# EL TORREON BICYCLE SWAP 4.0 WEST BOTTOMS EDITION (KANSAS CITY, MO)



## 10~18kustoms (Aug 8, 2022)

EL TORREON BICYCLE SWAP 4.0 WEST BOTTOMS EDITION (till we find a better name)

** DATE CHANGED TO OCTOBER 22nd **
SATURDAY • OCTOBER  22ST • 2 0 2 2 
EARLY O'CLOCK (like it was 22 years ago)
UNDER THE I-670 VIADUCT. KANSAS CITY WEST BOTTOMS
–
• Anything Bicycle • Parts • Accessories • Apparel • Tools •
• Literature • Vintage • Rare • New • Rusty • Minty fresh •
• Buyers • Sellers • Oooo's • Ahhh's • Solicited Opinions •
• Unsolicited Opinions • Old Friends • New Friends • Gab •
–
We don't know the booth price yet, TBA.
–
We want to acknowledge the gracious accommodation
provided by the good folks of Strawberry Swing.
Info added as available.
_
All types of bikes are welcome and
the meet will be "laid-back" as always.


----------



## 10~18kustoms (Sep 18, 2022)

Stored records
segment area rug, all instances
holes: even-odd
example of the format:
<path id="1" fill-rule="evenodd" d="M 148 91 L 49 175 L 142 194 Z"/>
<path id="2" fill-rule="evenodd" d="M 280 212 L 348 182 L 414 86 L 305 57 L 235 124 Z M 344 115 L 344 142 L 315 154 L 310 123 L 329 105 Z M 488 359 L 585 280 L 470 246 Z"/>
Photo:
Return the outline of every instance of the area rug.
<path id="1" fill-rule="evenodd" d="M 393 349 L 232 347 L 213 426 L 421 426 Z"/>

# [YOUR TASKS]
1. Rewrite the part of the bicycle swap announcement that opens with the words containing "EL TORREON BICYCLE SWAP 4.0 WEST BOTTOMS EDITION (till" and closes with "price yet, TBA.", changing "booth price" to "vendor fee".
2. Summarize the bicycle swap announcement in two sentences.
3. Translate this sentence from the bicycle swap announcement into Spanish: "All types of bikes are welcome and the meet will be 'laid-back' as always."

# [ANSWERS PER TASK]
1.
EL TORREON BICYCLE SWAP 4.0 WEST BOTTOMS EDITION (till we find a better name)

** DATE CHANGED TO OCTOBER 22nd **
SATURDAY • OCTOBER  22ST • 2 0 2 2 
EARLY O'CLOCK (like it was 22 years ago)
UNDER THE I-670 VIADUCT. KANSAS CITY WEST BOTTOMS
–
• Anything Bicycle • Parts • Accessories • Apparel • Tools •
• Literature • Vintage • Rare • New • Rusty • Minty fresh •
• Buyers • Sellers • Oooo's • Ahhh's • Solicited Opinions •
• Unsolicited Opinions • Old Friends • New Friends • Gab •
–
We don't know the vendor fee yet, TBA.

2. The El Torreon Bicycle Swap 4.0 West Bottoms Edition, whose date was changed to Saturday, October 22, 2022, will take place early in the day under the I-670 viaduct in Kansas City's West Bottoms and will feature anything bicycle, including parts, accessories, apparel, tools, literature and vintage items. The booth price has not yet been announced, Strawberry Swing is thanked for its gracious accommodation, and all types of bikes are welcome at a meet described as laid-back as always.

3. Todo tipo de bicicletas son bienvenidas y el encuentro será «relajado» como siempre.